__DOCUMENT TEXT__
If anyone except myself would have access to these systems I would
guess the same. But since I'm not editing anything in
/etc/ovirt-hosted-engine there must be another reason. And there is.
Aside from auditd I tried to strace the whole thing just to make
sure it comes from the HA agent.
[root@cube-two ~]# strace -o ha-trace.log -f
/usr/share/ovirt-hosted-engine-ha/ovirt-ha-agent --no-daemon
Looking at the trace log I found this:
183409 statfs("/etc/ovirt-hosted-engine/.", {f_type=0x58465342,
f_bsize=4096, f_blocks=13100800, f_bfree=12523576,
f_bavail=12523576, f_files=52428800, f_ffree=52379892,
f_fsid={64768, 0}, f_namelen=255, f_frsize=4096}) = 0
183409 rename("/etc/ovirt-hosted-engine/hosted-engine.conf",
"/etc/ovirt-hosted-engine/hosted-engine.conf~") = 0
183409 rename("/var/lib/ovirt-hosted-engine-ha/tmpNjTElr",
"/etc/ovirt-hosted-engine/hosted-engine.conf") = 0
183409 newfstatat(AT_FDCWD,
"/etc/ovirt-hosted-engine/hosted-engine.conf",
{st_mode=S_IFREG|0600, st_size=1021, ...}, AT_SYMLINK_NOFOLLOW) = 0
183409 open("/etc/ovirt-hosted-engine/hosted-engine.conf",
O_RDONLY|O_NOFOLLOW) = 3
Putting it all together I started reading the HA agent sources and
found the function _wrote_updated_conf_file in
/usr/lib/python2.7/site-packages/ovirt_hosted_engine_ha/lib/upgrade.py
which issues a mv -b which creates the ~ file.

__DATA SECTION__
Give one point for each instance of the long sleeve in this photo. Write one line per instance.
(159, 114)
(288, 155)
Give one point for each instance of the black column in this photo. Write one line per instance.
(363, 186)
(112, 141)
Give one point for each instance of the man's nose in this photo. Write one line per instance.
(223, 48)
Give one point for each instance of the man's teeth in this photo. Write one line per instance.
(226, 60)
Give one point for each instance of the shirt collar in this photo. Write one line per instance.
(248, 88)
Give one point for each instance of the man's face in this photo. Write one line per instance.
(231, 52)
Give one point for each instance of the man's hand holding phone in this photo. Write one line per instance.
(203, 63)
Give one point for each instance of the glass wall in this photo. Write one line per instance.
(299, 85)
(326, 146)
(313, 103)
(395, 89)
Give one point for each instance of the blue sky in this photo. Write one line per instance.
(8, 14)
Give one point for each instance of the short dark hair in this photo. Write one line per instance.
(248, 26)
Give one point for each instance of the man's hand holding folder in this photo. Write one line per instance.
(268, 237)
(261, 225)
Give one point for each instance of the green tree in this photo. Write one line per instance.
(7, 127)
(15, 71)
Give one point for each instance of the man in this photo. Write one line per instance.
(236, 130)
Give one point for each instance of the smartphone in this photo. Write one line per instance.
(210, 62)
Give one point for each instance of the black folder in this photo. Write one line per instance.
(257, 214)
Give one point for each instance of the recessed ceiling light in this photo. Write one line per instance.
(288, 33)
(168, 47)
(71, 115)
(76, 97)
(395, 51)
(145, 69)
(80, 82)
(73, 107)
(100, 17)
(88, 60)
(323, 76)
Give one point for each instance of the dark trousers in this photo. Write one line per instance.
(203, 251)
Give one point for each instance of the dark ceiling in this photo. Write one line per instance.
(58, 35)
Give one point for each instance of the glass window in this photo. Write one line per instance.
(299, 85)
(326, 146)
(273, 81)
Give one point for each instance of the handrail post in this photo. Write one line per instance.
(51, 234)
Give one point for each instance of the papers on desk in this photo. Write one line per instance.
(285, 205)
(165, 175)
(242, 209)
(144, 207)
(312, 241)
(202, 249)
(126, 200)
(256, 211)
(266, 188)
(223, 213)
...
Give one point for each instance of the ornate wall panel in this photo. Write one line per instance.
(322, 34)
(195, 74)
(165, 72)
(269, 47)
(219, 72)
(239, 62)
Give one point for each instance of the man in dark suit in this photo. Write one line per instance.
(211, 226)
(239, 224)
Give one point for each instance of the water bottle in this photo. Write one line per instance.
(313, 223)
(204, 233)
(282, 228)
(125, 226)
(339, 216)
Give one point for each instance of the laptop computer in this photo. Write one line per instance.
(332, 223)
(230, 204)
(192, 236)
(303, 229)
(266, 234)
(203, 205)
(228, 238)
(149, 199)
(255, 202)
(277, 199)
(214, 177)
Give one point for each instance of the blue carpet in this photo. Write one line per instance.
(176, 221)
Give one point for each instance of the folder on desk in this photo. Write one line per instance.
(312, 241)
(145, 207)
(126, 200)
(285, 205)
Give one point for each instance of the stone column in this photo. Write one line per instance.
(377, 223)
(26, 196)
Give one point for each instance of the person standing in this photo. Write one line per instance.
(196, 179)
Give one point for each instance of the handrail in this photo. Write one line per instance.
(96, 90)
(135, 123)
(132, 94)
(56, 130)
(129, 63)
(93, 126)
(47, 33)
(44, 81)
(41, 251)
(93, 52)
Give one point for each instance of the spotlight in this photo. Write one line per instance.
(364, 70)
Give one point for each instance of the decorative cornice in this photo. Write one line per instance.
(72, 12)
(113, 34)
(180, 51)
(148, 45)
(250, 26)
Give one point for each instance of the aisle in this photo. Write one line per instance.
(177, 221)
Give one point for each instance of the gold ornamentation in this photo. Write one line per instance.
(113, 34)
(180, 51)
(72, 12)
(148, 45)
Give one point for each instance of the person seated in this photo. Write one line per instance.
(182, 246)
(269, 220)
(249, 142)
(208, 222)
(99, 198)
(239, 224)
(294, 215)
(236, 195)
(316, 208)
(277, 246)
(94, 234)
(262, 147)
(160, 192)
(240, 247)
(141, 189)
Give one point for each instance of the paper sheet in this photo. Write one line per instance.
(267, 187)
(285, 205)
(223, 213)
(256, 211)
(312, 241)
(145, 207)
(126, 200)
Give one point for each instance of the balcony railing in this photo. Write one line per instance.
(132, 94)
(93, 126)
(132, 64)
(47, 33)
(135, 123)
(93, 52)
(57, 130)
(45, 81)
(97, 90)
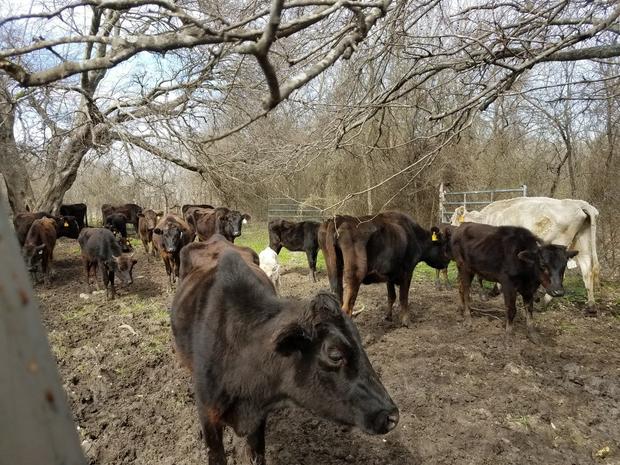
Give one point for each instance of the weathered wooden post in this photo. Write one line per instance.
...
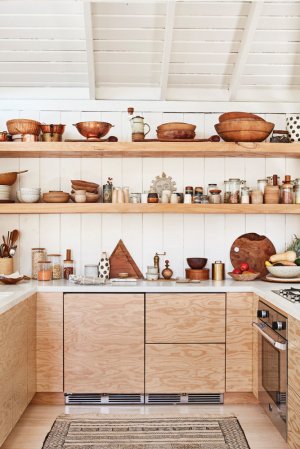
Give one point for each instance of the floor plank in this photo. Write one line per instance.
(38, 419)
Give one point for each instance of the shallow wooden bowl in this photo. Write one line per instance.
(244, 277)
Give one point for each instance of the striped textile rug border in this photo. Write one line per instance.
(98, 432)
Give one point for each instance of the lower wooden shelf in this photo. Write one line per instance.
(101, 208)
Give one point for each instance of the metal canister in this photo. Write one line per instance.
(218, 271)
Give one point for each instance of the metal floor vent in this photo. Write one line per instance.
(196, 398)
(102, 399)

__STATED PROBLEM A__
List every line of the entries that contains the string "holding". Case counts.
__STATED PROBLEM B__
Continue the forum post about tracing the oVirt HA agent, beginning right after its final sentence.

__TASK RESPONSE A__
Give one point for each instance of the man's hand holding phone in this photo. Write one line per instance.
Give one point for each instance of the man's hand holding folder in this photo. Write one line per instance.

__TASK RESPONSE B__
The question now is why is this done so frequently. Especially
considering since there are no modifications to the file. Is this
behavior normal?
[root@cube-two ~]# diff /etc/ovirt-hosted-engine/hosted-engine.conf*
[root@cube-two ~]#
>>>> [root@cube-two ~]# ls -l /etc/ovirt-hosted-engine
>>>> total 16
>>>> -rw-r--r--. 1 root root 3252 Apr 8 10:35 answers.conf
>>>> -rw-r--r--. 1 root root 1021 Apr 13 09:31 hosted-engine.conf
>>>> -rw-r--r--. 1 root root 1021 Apr 13 09:30 hosted-engine.conf~
>>>>
>>>> [root@cube-three ~]# ls -l /etc/ovirt-hosted-engine
>>>> total 16
>>>> -rw-r--r--. 1 root root 3233 Apr 11 08:02 answers.conf
>>>> -rw-r--r--. 1 root root 1002 Apr 13 09:31 hosted-engine.conf
>>>> -rw-r--r--. 1 root root 1002 Apr 13 09:31 hosted-engine.conf~
>>>>
>>>> On 12.04.16 16:01, Simone Tiraboschi wrote:
>>>>> Everything seams fine here,
>>>>> /etc/ovirt-hosted-engine/hosted-engine.conf seams to be correctly
>>>>> created with the right name.
>>>>> Can you please check the latest modification time of your
>>>>> /etc/ovirt-hosted-engine/hosted-engine.conf~ and compare it with the
>>>>> setup time?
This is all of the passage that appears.